▶ [Text provided]
We expanded our position in Kent with a larger office at Sevenoaks for our Southern region. This business has more than doubled in size over the past three years with further new sites due to come on stream during the course of 2017 and 2018.

 

Operational review: Partnerships

                                           

Strong land bank underpins future growth

Our Partnerships model is a resilient, low-risk, low-capital model where we look to develop regeneration projects in partnerships. Total completions were up 10 per cent at 1,874 homes (2015: 1,711 homes).

 

Significant visibility over production

Current land bank of 7,881 plots

Further 6,623 plots awarded as preferred bidder

More than seven years at current production

Low planning risk

 

Established platform for growth

Selling from 18 open sales outlets at 30 September 2016

Further 20 sites under construction

6,434 additional plots awarded in FY16

 

Strong pipeline of future work

Further 33,515 plots identified as bid opportunities

Historical win rate of 40 per cent

Significant market opportunity

 

Strategy

Our Partnerships division specialises in medium to large-scale urban regeneration of public sector land delivering private and affordable homes. It operates primarily in and around London and in the North West of England, with a new office opened in Wolverhampton in 2016 to service the West Midlands conurbations from 2017.

▶ [Dataset content]
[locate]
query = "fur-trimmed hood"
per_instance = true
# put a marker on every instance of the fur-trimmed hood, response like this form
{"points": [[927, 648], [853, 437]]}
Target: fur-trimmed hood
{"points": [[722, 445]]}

▶ [Tasks to complete]
**A)** From the operational review, copy word for word the passage that begins at the words "Our Partnerships model" and stops after "homes (2015: 1,711 homes).".
**B)** In one to three sentences, explain what the operational review says the new Wolverhampton office was opened to do.
The records have no connection to the operational review.

▶ [Answers provided]
**A)**
Our Partnerships model is a resilient, low-risk, low-capital model where we look to develop regeneration projects in partnerships. Total completions were up 10 per cent at 1,874 homes (2015: 1,711 homes).

**B)** The Partnerships division opened the Wolverhampton office in 2016 to service the West Midlands conurbations from 2017.